**Given request**
Rewrite all the lines below as a JSON list of strings, one string per line, leaving out any blank lines.

**Records to process**

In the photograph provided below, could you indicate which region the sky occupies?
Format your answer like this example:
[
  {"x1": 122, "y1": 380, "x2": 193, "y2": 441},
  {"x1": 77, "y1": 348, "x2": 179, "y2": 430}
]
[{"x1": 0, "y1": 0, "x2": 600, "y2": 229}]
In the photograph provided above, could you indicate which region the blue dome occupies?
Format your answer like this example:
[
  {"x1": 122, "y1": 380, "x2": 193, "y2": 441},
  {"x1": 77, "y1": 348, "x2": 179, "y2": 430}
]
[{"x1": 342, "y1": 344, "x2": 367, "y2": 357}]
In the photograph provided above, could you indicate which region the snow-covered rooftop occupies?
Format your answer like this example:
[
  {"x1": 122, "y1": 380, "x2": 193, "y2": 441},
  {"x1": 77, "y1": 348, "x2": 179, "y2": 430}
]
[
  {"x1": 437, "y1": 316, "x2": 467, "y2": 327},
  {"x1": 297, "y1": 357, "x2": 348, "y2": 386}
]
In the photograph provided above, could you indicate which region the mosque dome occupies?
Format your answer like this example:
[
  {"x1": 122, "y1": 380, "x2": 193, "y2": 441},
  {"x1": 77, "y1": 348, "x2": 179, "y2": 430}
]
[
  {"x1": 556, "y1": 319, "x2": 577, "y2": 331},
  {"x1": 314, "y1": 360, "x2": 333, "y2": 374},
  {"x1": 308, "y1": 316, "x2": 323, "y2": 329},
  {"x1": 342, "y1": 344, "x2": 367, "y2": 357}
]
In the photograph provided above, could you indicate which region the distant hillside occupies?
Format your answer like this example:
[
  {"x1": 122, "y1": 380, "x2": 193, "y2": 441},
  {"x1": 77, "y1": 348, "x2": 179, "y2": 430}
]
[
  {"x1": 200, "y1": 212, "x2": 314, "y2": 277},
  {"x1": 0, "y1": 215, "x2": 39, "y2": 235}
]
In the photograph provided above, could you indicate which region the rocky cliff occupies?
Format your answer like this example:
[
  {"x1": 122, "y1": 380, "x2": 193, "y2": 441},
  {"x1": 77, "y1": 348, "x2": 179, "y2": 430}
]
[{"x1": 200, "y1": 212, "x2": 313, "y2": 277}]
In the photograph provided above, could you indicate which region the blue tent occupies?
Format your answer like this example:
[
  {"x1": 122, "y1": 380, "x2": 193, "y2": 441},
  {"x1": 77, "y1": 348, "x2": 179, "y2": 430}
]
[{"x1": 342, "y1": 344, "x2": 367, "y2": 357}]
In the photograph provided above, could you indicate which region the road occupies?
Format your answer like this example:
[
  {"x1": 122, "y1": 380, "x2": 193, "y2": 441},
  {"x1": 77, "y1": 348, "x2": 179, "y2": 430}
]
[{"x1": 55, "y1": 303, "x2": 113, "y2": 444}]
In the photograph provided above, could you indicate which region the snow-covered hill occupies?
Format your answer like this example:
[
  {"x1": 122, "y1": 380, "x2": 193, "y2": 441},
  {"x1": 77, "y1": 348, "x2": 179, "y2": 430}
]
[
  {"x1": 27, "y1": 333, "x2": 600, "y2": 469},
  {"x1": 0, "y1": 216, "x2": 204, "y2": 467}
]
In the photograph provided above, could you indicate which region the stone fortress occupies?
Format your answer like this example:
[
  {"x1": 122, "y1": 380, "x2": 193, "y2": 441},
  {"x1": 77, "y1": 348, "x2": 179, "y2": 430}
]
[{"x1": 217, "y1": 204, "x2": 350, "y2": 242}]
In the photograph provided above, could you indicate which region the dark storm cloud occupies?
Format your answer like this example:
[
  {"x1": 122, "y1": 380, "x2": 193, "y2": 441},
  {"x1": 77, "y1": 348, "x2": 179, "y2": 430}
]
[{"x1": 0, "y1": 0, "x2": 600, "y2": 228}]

**The result**
[
  "In the photograph provided below, could you indicate which region the sky occupies?",
  "Format your answer like this example:",
  "[",
  "  {\"x1\": 122, \"y1\": 380, \"x2\": 193, \"y2\": 441},",
  "  {\"x1\": 77, \"y1\": 348, \"x2\": 179, \"y2\": 430}",
  "]",
  "[{\"x1\": 0, \"y1\": 0, \"x2\": 600, \"y2\": 229}]",
  "In the photograph provided above, could you indicate which region the blue dome occupies?",
  "Format your answer like this example:",
  "[",
  "  {\"x1\": 122, \"y1\": 380, \"x2\": 193, \"y2\": 441},",
  "  {\"x1\": 77, \"y1\": 348, \"x2\": 179, \"y2\": 430}",
  "]",
  "[{\"x1\": 342, \"y1\": 344, \"x2\": 367, \"y2\": 357}]",
  "In the photograph provided above, could you indicate which region the snow-covered rooftop occupies?",
  "Format your answer like this example:",
  "[",
  "  {\"x1\": 122, \"y1\": 380, \"x2\": 193, \"y2\": 441},",
  "  {\"x1\": 77, \"y1\": 348, \"x2\": 179, \"y2\": 430}",
  "]",
  "[",
  "  {\"x1\": 437, \"y1\": 316, \"x2\": 467, \"y2\": 327},",
  "  {\"x1\": 297, \"y1\": 357, \"x2\": 348, \"y2\": 386}",
  "]",
  "In the photograph provided above, could you indicate which region the mosque dome occupies?",
  "Format your answer like this example:",
  "[",
  "  {\"x1\": 122, \"y1\": 380, \"x2\": 193, \"y2\": 441},",
  "  {\"x1\": 77, \"y1\": 348, \"x2\": 179, \"y2\": 430}",
  "]",
  "[",
  "  {\"x1\": 556, \"y1\": 319, \"x2\": 577, \"y2\": 331},",
  "  {\"x1\": 314, \"y1\": 360, \"x2\": 333, \"y2\": 374},",
  "  {\"x1\": 308, \"y1\": 316, \"x2\": 323, \"y2\": 329},",
  "  {\"x1\": 342, \"y1\": 344, \"x2\": 367, \"y2\": 357}",
  "]",
  "In the photograph provided above, could you indicate which region the distant hillside occupies?",
  "Format your answer like this example:",
  "[",
  "  {\"x1\": 122, \"y1\": 380, \"x2\": 193, \"y2\": 441},",
  "  {\"x1\": 77, \"y1\": 348, \"x2\": 179, \"y2\": 430}",
  "]",
  "[",
  "  {\"x1\": 200, \"y1\": 212, \"x2\": 314, \"y2\": 277},",
  "  {\"x1\": 0, \"y1\": 215, \"x2\": 39, \"y2\": 235}",
  "]",
  "In the photograph provided above, could you indicate which region the rocky cliff occupies?",
  "Format your answer like this example:",
  "[",
  "  {\"x1\": 122, \"y1\": 380, \"x2\": 193, \"y2\": 441},",
  "  {\"x1\": 77, \"y1\": 348, \"x2\": 179, \"y2\": 430}",
  "]",
  "[{\"x1\": 200, \"y1\": 212, \"x2\": 313, \"y2\": 277}]",
  "In the photograph provided above, could you indicate which region the blue tent occupies?",
  "Format your answer like this example:",
  "[",
  "  {\"x1\": 122, \"y1\": 380, \"x2\": 193, \"y2\": 441},",
  "  {\"x1\": 77, \"y1\": 348, \"x2\": 179, \"y2\": 430}",
  "]",
  "[{\"x1\": 342, \"y1\": 344, \"x2\": 367, \"y2\": 357}]",
  "In the photograph provided above, could you indicate which region the road occupies?",
  "Format your answer like this example:",
  "[",
  "  {\"x1\": 122, \"y1\": 380, \"x2\": 193, \"y2\": 441},",
  "  {\"x1\": 77, \"y1\": 348, \"x2\": 179, \"y2\": 430}",
  "]",
  "[{\"x1\": 55, \"y1\": 303, \"x2\": 113, \"y2\": 444}]",
  "In the photograph provided above, could you indicate which region the snow-covered hill occupies?",
  "Format your answer like this example:",
  "[",
  "  {\"x1\": 122, \"y1\": 380, \"x2\": 193, \"y2\": 441},",
  "  {\"x1\": 77, \"y1\": 348, \"x2\": 179, \"y2\": 430}",
  "]",
  "[",
  "  {\"x1\": 27, \"y1\": 333, \"x2\": 600, \"y2\": 469},",
  "  {\"x1\": 0, \"y1\": 216, \"x2\": 204, \"y2\": 467}",
  "]",
  "In the photograph provided above, could you indicate which region the stone fortress occupies?",
  "Format your answer like this example:",
  "[",
  "  {\"x1\": 122, \"y1\": 380, \"x2\": 193, \"y2\": 441},",
  "  {\"x1\": 77, \"y1\": 348, \"x2\": 179, \"y2\": 430}",
  "]",
  "[{\"x1\": 217, \"y1\": 204, \"x2\": 350, \"y2\": 242}]",
  "In the photograph provided above, could you indicate which region the dark storm cloud occupies?",
  "Format your answer like this example:",
  "[",
  "  {\"x1\": 122, \"y1\": 380, \"x2\": 193, \"y2\": 441},",
  "  {\"x1\": 77, \"y1\": 348, \"x2\": 179, \"y2\": 430}",
  "]",
  "[{\"x1\": 0, \"y1\": 0, \"x2\": 600, \"y2\": 228}]"
]